REQUIREMENT - Could you extend the passage about nail salon UV lamps, picking up right after its final sentence?

TEXT PASSAGE -
Segment Open
By now, you have likely heard how dangerous indoor tanning beds are - they've been proven to increase your risk of skin cancer. But, if you've ever stepped foot into a nail salon, you may have wondered if those little lamps that use light to dry or "set" manicures pose any risk.

"Some lamps used at nail salons do emit ultraviolet (UV) rays, which have been shown to cause premature skin aging and skin cancer," said Geisinger dermatologist Elizabeth L. Noble, M.D.

These UV lamps, which emit predominately UVA rays, are used with gel manicures to "set" the polish, and are sometimes used to speed-dry regular manicures.

"UVA rays have been linked to both skin cancer and premature skin aging - they're able to penetrate deep into the skin and damage collagen, which is the basic building block of skin, as well as elastin, which keeps skin looking young," Dr. Noble explained.

However, these nail salon lamps are not the same as indoor tanning beds. Studies have found that even the most intense nail salon lamps only present a moderate UV risk - a much lower risk than UV tanning beds.
Segment Closed
EXTRACTED DATA -
Segment Open
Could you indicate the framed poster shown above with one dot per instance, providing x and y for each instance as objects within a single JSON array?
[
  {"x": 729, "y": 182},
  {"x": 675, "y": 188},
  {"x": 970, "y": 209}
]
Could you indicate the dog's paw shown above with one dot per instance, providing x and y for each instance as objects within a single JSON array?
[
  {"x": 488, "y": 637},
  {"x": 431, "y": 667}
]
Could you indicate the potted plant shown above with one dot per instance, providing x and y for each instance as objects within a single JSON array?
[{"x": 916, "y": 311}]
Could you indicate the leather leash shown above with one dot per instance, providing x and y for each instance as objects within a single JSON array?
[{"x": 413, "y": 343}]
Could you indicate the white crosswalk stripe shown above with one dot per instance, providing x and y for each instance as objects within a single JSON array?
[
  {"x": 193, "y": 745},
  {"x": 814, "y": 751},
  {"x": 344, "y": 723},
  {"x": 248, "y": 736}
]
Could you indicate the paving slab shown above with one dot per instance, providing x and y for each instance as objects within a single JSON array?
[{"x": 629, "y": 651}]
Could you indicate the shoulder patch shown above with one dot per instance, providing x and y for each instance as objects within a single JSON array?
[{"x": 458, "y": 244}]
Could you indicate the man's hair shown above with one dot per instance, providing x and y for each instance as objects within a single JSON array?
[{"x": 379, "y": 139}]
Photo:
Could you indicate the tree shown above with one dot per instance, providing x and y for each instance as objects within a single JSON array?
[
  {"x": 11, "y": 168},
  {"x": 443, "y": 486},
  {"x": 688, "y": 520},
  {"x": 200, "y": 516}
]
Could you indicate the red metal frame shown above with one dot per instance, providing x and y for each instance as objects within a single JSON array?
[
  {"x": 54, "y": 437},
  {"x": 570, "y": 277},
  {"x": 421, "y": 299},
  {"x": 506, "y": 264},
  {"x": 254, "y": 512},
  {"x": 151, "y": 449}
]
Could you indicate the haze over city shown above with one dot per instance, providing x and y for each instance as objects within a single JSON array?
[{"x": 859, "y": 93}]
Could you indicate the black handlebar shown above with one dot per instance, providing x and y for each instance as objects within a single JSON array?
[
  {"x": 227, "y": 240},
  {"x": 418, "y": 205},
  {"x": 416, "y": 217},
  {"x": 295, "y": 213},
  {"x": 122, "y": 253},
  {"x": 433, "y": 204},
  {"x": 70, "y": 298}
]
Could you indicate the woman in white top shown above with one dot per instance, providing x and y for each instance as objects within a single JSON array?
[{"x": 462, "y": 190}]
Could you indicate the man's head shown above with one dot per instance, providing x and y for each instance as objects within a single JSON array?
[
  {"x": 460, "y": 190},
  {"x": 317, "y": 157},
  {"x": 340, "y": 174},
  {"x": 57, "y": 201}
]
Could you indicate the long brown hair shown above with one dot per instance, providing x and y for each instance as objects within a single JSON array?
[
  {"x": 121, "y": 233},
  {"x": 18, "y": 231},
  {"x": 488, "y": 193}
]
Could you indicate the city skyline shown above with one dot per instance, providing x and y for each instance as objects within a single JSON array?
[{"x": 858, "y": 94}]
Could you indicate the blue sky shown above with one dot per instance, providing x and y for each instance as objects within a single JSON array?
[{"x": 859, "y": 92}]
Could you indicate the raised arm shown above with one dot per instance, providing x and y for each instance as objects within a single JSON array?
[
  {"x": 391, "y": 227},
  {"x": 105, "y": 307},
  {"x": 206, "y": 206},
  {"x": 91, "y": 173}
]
Segment Closed
OUTPUT -
Additionally, most people only have a brief exposure with nail salon UV lamps - just enough to dry or set nail polish. To develop skin damage, you would need to visit the nail salon and use these lamps quite frequently.

"The risk nail salon lamps pose to your skin's health is really dependent on frequency," Dr. Noble said. "If you only get a few manicures a year, the risk is minimal. However, if you get weekly manicures and regularly use the UV lights, that risk goes up."

This doesn't mean you should give up pampering your hands at the salon though - there are some precautions you can take to protect yourself.

"If you're getting a regular manicure, forgo the UV lamps and let your nails air dry. If you're getting a gel manicure or need a speed-dry, apply an SPF 30 sunscreen to your hands before getting your manicure, which will decrease your risk of premature aging and skin cancer," Dr. Noble advised.